### Problem description:
Each record must be reproduced exactly as it is shown.

### Input for this task:
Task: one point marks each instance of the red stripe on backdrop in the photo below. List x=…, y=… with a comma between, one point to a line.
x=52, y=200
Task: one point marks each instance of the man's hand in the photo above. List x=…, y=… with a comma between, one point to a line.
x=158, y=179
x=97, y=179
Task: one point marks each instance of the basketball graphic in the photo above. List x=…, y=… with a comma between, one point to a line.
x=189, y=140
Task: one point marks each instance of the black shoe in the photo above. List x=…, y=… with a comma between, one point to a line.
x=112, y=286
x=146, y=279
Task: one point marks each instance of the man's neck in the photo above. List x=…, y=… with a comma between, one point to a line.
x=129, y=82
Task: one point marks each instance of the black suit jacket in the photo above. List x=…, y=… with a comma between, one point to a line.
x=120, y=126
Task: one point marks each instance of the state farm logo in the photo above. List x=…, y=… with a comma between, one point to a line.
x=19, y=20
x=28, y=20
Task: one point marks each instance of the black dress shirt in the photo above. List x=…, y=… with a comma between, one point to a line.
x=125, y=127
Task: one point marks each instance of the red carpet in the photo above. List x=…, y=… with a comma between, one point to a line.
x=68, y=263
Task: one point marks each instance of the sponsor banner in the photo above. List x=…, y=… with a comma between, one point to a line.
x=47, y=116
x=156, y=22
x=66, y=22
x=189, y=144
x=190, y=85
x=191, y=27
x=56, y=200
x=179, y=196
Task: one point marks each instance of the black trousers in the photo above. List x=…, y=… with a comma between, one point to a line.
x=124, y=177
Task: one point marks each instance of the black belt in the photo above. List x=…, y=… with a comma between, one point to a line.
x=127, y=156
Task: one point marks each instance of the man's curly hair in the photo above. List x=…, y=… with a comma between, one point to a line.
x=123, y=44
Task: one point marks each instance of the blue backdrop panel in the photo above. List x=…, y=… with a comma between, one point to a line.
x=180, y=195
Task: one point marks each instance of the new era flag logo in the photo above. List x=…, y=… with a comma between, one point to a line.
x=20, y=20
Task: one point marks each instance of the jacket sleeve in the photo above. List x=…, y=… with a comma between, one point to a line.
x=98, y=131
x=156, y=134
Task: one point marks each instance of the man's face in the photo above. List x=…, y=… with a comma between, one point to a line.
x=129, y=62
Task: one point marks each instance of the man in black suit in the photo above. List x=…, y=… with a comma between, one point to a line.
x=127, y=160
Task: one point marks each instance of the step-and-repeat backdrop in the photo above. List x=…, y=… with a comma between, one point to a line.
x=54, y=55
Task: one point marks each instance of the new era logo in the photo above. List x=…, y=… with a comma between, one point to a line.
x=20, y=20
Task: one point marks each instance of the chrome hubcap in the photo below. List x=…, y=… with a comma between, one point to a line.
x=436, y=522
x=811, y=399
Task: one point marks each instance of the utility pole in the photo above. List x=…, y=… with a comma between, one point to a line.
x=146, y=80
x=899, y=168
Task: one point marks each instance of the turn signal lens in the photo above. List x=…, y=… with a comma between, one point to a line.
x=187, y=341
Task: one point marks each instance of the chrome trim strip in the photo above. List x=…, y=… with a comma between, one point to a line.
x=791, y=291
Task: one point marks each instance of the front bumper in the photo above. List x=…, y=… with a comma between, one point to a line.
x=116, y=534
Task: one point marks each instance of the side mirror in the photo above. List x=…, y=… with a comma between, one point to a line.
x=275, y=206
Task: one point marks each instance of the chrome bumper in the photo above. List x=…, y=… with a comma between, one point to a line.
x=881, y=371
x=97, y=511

### Exercise result:
Task: one point marks each instance of the red stripe on backdrop in the photo below. List x=…, y=… with a comma between, one point to a line.
x=52, y=200
Task: one point marks each instance of the man's hand in the photo above. List x=…, y=… with a comma between, one point to a line.
x=158, y=179
x=97, y=179
Task: one point marks each instance of the basketball graphic in the photo above. List x=…, y=… with a comma between, one point to a line.
x=189, y=140
Task: one point marks each instance of the black shoe in the photo above. List x=…, y=… with a comma between, one point to a line.
x=112, y=286
x=146, y=279
Task: one point marks each instance of the man's neck in the photo above. List x=…, y=… with a comma between, one point to a line.
x=129, y=82
Task: one point marks each instance of the black suit jacket in the photo above. List x=…, y=… with a comma between, one point to a line.
x=120, y=126
Task: one point marks each instance of the state farm logo in the photo above. List x=…, y=… with a comma between, one point to a line.
x=19, y=20
x=28, y=20
Task: one point marks each instance of the black dress shirt in the photo above. List x=…, y=… with a comma between, one point to a line.
x=125, y=127
Task: one point marks each instance of the red carpet in the photo above. List x=…, y=… with a comma between, one point to a line.
x=68, y=263
Task: one point marks each instance of the sponsor banner in the photo above. List x=…, y=… with a comma between, one point to a line.
x=47, y=116
x=156, y=22
x=66, y=22
x=189, y=144
x=190, y=85
x=191, y=27
x=56, y=200
x=179, y=196
Task: one point marks each instance of the black trousers in the photo above. List x=…, y=… with a comma between, one point to a line.
x=124, y=177
Task: one point marks each instance of the black belt in the photo above. List x=…, y=… with a comma between, one point to a line.
x=127, y=156
Task: one point marks each instance of the man's curly hair in the photo above. List x=…, y=… with a comma between, one point to a line.
x=123, y=44
Task: one point marks each instance of the blue backdrop panel in the photo above. List x=…, y=… with a comma between, one point to a line.
x=180, y=195
Task: one point marks each instance of the new era flag logo in the photo above. List x=…, y=… with a comma between, one point to a line.
x=20, y=20
Task: one point marks each instance of the jacket sleeve in the photo above. List x=…, y=… with a comma between, one point to a line.
x=98, y=131
x=156, y=134
Task: one point marks each instance of the man's face in the photo above. List x=…, y=… with a comma between, one point to a line.
x=129, y=62
Task: one point marks each instance of the man in black suit in the photo above. List x=…, y=… with a comma between, one point to a line.
x=127, y=160
Task: one point marks each instance of the step-and-repeat backdrop in the photo above. List x=…, y=… with a comma between, one point to a line.
x=54, y=55
Task: one point marks each instance of the new era logo in the photo above. List x=…, y=… with a comma between, one point to a line.
x=20, y=20
Task: one point marks each instance of the chrome hubcap in the photo below. List x=…, y=… with a comma between, one point to a line.
x=436, y=522
x=811, y=399
Task: one point marks each instance of the utility pole in the photo above. List x=…, y=… with a comma between, one point to a line.
x=146, y=80
x=899, y=168
Task: one point marks each instance of the turn signal lens in the photo above. List x=…, y=… with a comma between, one point to a line.
x=187, y=341
Task: one point marks each instance of the chrome trim strip in the photo above. List x=…, y=… with a comma between, one point to a line.
x=791, y=291
Task: one point marks each instance of the front bumper in the photo above. List x=…, y=… with a comma between, one point to a line.
x=116, y=534
Task: one point marks each instance of the side mirror in the photo above. List x=…, y=… with a comma between, one point to a line.
x=275, y=206
Task: one point marks each instance of the chrome bumper in the photo above. List x=…, y=… with a comma between, one point to a line.
x=881, y=371
x=97, y=511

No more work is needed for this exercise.